Stability begins to return in Mexico after CJNG reprisals

After days of cartel reprisals that snarled roads and rattled businesses across Mexico, authorities appear to be regaining control following the February 22 killing of CJNG leader Nemesio Oseguera Cervantes, “El Mencho.” The federal operation in Tapalpa, Jalisco, was one of the most consequential blows Mexico has dealt to organized crime in years, and it was followed almost immediately by arson, blockades, prison unrest, and attacks on security forces across a wide swath of the country. By February 23, Mexican officials were publicly saying the country had calmed and that roadblocks had been removed, and by February 25 the U.S. Mission in Mexico issued a final update lifting event-related restrictions for U.S. personnel. (apnews.com)

The backdrop is important. CJNG grew into one of Mexico’s most violent and geographically expansive criminal organizations under El Mencho, with deep influence over trafficking routes, extortion networks, and territorial control in western Mexico. His death came during what Mexican authorities described as an operation to capture him in Tapalpa, supported by intelligence cooperation with the United States. Official and legislative communications in Mexico framed the raid as a major national security milestone, but they also underscored the cost: dozens of security personnel and others were reported killed in the clashes and immediate aftermath. (time.com)

In the first 24 to 48 hours after the operation, the disruption was broad. AP and El País reported retaliatory violence concentrated in Jalisco but extending across numerous states, with burning vehicles, improvised roadblocks, school suspensions, and interruptions to transportation. The U.S. embassy initially urged U.S. citizens in several affected locations to shelter in place because of ongoing security operations, criminal activity, and blocked roads. Subsequent embassy updates narrowed those warnings, and the final February 25 notice said all restrictions tied to the February 22 events had been lifted for U.S. government staff. (apnews.com)

What changed, then, is less a declaration that the threat is over than a shift from acute nationwide disruption to a more contained, still-fluid security posture. Ackerman Group’s framing of “relative stability” lines up with broader reporting: transit corridors have reopened in many areas, some public-facing restrictions have eased, and governments are signaling that normal activity is resuming. But outside reporting also points to continued caution in and around Jalisco, including temporary curfews and movement limits that remained in place for some U.S. personnel before the final all-clear. That suggests stabilization is real, but uneven. (english.elpais.com)

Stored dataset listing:
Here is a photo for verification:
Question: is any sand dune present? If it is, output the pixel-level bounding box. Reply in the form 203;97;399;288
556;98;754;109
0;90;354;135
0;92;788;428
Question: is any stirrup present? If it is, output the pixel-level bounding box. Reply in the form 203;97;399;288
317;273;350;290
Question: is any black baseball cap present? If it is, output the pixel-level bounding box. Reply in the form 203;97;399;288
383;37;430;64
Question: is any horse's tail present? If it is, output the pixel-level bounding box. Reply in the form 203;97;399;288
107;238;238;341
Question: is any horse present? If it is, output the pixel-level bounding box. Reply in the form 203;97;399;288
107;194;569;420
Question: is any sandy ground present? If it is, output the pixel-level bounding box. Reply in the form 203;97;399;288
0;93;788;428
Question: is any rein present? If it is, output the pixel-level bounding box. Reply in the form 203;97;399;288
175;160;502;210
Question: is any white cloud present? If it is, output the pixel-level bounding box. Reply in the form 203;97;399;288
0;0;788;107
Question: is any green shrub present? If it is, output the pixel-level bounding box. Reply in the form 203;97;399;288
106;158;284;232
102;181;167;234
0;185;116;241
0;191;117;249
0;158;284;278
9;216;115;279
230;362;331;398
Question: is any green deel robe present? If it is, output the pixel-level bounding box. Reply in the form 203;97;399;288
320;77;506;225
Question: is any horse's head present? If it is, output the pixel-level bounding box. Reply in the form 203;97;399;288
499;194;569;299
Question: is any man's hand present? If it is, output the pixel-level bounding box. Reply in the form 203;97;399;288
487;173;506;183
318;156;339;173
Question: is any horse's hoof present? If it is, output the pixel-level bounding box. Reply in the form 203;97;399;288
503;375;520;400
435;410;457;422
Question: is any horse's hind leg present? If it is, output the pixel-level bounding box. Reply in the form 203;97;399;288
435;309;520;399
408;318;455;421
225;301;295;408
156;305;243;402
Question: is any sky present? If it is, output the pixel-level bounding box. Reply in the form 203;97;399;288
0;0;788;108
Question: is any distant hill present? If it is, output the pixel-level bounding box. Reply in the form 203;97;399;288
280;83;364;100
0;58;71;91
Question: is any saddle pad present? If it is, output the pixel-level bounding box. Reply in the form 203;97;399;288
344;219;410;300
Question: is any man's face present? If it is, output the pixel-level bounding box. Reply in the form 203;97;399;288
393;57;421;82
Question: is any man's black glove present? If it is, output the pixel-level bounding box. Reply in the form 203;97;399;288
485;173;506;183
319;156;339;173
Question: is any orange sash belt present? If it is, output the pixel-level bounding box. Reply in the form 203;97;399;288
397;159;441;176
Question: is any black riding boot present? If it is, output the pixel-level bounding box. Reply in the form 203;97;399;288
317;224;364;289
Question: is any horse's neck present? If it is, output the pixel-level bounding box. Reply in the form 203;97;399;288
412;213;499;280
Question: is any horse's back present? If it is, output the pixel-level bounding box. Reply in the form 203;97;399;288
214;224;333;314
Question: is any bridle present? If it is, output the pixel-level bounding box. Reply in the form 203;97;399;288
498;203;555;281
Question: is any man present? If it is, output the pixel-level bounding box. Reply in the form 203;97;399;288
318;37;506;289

Your objective: According to the article on Mexico's CJNG reprisals, on what date did the U.S. Mission in Mexico issue its final update lifting event-related restrictions for U.S. personnel? The listing has nothing to do with the article on Mexico's CJNG reprisals.

Your solution: February 25